Tyrosine-protein kinase, neurotrophic receptor, type 1 (IPR020461)
Short name: Tyr_kinase_neurotrophic_rcpt_1
- Tyrosine-protein kinase, neurotrophic receptor (IPR020777)
- Tyrosine-protein kinase, neurotrophic receptor, type 1 (IPR020461)
Protein phosphorylation, which plays a key role in most cellular activities, is a reversible process mediated by protein kinases and phosphoprotein phosphatases. Protein kinases catalyse the transfer of the gamma phosphate from nucleotide triphosphates (often ATP) to one or more amino acid residues in a protein substrate side chain, resulting in a conformational change affecting protein function. Phosphoprotein phosphatases catalyse the reverse process. Protein kinases fall into three broad classes, characterised with respect to substrate specificity [PMID: 3291115]:
- Serine/threonine-protein kinases
- Tyrosine-protein kinases
- Dual specificity protein kinases (e.g. MEK - phosphorylates both Thr and Tyr on target proteins)

Action item
Continue the entry on tyrosine-protein kinase, neurotrophic receptor, type 1, picking up after its list of the three protein kinase classes.

Input data
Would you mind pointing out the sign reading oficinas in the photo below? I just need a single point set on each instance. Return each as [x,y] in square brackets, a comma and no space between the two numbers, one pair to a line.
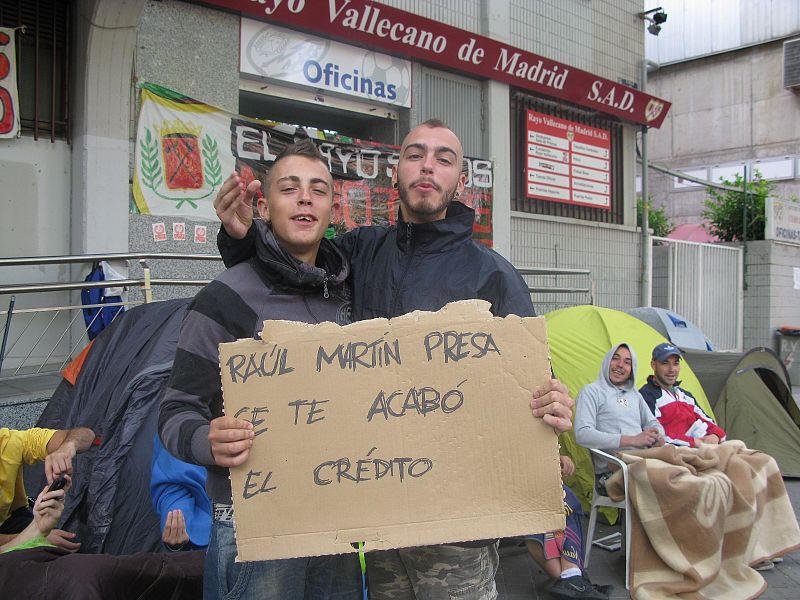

Output of the exercise
Protein kinase function is evolutionarily conserved from Escherichia coli to human [PMID: 12471243]. Protein kinases play a role in a multitude of cellular processes, including division, proliferation, apoptosis, and differentiation [PMID: 12368087]. Phosphorylation usually results in a functional change of the target protein by changing enzyme activity, cellular location, or association with other proteins. The catalytic subunits of protein kinases are highly conserved, and several structures have been solved [PMID: 15078142], leading to large screens to develop kinase-specific inhibitors for the treatments of a number of diseases [PMID: 15320712].
Tyrosine-protein kinases can transfer a phosphate group from ATP to a tyrosine residue in a protein. These enzymes can be divided into two main groups [PMID: 12471243]:
- Receptor tyrosine kinases (RTK), which are transmembrane proteins involved in signal transduction; they play key roles in growth, differentiation, metabolism, adhesion, motility, death and oncogenesis [PMID: 19275641]. RTKs are composed of 3 domains: an extracellular domain (binds ligand), a transmembrane (TM) domain, and an intracellular catalytic domain (phosphorylates substrate). The TM domain plays an important role in the dimerisation process necessary for signal transduction [PMID: 16700535].
- Cytoplasmic / non-receptor tyrosine kinases, which act as regulatory proteins, playing key roles in cell differentiation, motility, proliferation, and survival. For example, the Src-family of protein-tyrosine kinases [PMID: 15845350].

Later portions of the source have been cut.